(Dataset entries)
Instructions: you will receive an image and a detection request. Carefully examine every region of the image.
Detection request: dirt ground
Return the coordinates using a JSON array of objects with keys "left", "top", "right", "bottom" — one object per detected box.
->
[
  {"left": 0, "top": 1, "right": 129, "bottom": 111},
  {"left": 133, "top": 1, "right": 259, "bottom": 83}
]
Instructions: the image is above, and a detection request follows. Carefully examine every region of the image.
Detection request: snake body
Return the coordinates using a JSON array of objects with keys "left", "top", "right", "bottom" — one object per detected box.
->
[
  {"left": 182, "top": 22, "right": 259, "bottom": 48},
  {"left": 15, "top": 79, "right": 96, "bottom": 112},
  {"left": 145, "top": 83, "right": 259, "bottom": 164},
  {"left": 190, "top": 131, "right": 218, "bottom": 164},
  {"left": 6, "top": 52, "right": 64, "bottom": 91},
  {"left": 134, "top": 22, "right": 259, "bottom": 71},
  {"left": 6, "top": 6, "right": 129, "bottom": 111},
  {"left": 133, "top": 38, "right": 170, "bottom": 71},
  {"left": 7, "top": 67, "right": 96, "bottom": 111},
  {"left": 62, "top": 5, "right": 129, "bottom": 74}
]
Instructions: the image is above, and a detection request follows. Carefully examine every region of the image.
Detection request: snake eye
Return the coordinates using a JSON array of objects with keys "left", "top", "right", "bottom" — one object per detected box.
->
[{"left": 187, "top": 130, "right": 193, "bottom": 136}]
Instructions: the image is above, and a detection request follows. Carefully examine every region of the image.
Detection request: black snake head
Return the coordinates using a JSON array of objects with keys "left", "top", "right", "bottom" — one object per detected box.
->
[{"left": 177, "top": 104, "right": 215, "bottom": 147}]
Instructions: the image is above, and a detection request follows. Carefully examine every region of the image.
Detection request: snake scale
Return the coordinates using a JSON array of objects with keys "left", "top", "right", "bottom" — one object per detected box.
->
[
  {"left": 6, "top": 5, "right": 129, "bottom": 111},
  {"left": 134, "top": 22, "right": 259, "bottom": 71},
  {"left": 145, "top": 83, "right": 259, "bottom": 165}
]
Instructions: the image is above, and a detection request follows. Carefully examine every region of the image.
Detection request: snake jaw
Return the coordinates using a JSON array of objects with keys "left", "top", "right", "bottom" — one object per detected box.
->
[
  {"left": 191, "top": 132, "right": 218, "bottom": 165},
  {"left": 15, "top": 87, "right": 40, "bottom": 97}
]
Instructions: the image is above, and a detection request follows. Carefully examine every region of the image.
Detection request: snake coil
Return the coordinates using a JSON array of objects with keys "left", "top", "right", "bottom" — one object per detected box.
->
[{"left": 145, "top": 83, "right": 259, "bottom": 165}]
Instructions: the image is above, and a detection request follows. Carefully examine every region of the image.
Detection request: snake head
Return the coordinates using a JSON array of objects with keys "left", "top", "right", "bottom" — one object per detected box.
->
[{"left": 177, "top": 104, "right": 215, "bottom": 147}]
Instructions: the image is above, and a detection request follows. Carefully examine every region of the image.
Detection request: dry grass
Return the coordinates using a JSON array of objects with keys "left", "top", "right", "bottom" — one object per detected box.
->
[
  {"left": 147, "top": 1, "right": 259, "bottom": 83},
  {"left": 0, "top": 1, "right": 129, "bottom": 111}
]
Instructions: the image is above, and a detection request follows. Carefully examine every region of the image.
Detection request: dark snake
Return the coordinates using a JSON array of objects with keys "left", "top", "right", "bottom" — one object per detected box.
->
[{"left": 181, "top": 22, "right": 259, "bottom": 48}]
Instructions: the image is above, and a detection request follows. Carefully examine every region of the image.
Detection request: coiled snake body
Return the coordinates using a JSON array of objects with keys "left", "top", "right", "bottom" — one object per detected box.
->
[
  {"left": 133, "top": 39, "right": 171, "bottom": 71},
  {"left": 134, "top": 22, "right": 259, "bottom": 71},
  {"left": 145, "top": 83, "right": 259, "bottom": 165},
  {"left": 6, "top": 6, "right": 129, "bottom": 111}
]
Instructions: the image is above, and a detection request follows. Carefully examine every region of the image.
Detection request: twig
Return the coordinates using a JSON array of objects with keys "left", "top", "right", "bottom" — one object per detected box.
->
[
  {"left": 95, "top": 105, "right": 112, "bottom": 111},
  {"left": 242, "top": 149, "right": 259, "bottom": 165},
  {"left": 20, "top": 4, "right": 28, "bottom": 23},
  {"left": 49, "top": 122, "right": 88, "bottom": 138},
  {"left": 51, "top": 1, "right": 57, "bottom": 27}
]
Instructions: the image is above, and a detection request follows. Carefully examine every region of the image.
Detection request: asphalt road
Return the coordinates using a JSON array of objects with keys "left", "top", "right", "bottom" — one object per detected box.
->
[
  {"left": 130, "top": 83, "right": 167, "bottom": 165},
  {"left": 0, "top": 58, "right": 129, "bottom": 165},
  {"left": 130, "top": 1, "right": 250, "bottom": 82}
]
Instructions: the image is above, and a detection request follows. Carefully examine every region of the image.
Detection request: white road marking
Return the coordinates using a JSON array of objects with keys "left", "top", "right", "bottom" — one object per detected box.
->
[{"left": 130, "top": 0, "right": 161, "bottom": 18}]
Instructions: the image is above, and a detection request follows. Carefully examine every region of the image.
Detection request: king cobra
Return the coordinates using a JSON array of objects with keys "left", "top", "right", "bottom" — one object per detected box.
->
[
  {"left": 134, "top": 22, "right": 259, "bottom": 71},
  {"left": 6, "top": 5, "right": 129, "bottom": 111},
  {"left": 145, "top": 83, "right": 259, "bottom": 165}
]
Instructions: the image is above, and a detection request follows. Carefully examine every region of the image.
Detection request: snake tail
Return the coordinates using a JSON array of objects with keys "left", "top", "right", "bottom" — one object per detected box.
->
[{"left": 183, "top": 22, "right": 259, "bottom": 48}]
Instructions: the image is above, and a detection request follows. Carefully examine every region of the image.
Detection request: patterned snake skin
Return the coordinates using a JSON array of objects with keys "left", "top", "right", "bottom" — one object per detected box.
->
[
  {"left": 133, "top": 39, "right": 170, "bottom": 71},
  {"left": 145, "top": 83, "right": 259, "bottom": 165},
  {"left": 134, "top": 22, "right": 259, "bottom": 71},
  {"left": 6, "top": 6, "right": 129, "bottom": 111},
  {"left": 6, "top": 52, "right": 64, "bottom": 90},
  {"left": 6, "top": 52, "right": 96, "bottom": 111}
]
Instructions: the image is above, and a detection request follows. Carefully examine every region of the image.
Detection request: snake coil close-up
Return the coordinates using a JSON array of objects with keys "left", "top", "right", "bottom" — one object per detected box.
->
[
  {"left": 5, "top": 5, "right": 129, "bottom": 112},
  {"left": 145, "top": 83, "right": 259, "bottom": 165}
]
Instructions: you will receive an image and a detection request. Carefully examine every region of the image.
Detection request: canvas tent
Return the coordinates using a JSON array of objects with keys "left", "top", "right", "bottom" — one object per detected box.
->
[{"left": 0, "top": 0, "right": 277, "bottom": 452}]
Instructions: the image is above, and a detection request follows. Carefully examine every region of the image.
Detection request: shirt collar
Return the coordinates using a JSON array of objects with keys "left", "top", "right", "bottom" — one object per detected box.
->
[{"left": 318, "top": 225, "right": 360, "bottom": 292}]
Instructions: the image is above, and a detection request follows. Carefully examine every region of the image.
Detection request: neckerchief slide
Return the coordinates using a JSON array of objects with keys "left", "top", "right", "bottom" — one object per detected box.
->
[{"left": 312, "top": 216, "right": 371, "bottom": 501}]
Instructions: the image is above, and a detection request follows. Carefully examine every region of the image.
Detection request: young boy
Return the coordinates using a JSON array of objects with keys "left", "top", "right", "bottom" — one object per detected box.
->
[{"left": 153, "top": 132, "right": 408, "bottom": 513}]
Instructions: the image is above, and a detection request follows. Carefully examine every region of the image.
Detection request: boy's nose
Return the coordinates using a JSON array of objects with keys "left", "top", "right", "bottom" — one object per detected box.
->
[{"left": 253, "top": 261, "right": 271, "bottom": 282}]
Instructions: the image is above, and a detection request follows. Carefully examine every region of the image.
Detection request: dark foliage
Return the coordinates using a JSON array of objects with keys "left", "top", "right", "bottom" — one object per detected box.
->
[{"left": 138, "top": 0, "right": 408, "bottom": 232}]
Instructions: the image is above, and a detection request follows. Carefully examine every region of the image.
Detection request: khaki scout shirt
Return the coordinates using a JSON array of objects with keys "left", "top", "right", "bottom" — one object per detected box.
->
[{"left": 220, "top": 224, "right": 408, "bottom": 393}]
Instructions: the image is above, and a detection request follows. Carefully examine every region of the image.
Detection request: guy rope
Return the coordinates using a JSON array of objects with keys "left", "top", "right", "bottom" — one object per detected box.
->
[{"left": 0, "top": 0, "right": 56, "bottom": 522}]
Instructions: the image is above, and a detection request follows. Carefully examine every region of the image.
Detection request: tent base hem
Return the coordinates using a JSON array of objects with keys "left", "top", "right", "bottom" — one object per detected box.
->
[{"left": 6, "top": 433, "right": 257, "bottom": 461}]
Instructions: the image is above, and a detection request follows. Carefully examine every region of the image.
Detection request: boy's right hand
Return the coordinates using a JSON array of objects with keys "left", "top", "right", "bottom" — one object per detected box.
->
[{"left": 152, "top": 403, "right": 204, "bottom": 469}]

What the task requires
Give back the entries above exactly as they are, from their first line through the line that contains "Detection request: black snake head", both included, with nothing else.

Answer space
Instructions: you will receive an image and a detection request. Carefully examine every region of the image.
Detection request: dirt ground
Return the coordinates using a JSON array of objects with keys "left", "top", "right", "bottom" — one object per detected box.
->
[
  {"left": 0, "top": 1, "right": 129, "bottom": 111},
  {"left": 133, "top": 1, "right": 259, "bottom": 83}
]
Instructions: the image is above, and a detection request follows. Carefully examine every region of the image.
Detection request: snake body
Return the coordinates using a JSON array of objects with keys "left", "top", "right", "bottom" — one object per detected box.
->
[
  {"left": 182, "top": 22, "right": 259, "bottom": 48},
  {"left": 15, "top": 79, "right": 96, "bottom": 112},
  {"left": 145, "top": 83, "right": 259, "bottom": 164},
  {"left": 190, "top": 131, "right": 218, "bottom": 164},
  {"left": 6, "top": 52, "right": 64, "bottom": 91},
  {"left": 134, "top": 22, "right": 259, "bottom": 71},
  {"left": 6, "top": 6, "right": 129, "bottom": 111},
  {"left": 133, "top": 38, "right": 170, "bottom": 71},
  {"left": 7, "top": 67, "right": 96, "bottom": 111},
  {"left": 62, "top": 5, "right": 129, "bottom": 74}
]
Instructions: the image is above, and a detection request follows. Carefully examine every region of the image.
Detection request: snake eye
Return the coordinates using a JSON array of objects with keys "left", "top", "right", "bottom" — one object per detected box.
->
[{"left": 187, "top": 130, "right": 193, "bottom": 136}]
Instructions: the image is above, and a detection request follows. Carefully examine every region of the image.
Detection request: black snake head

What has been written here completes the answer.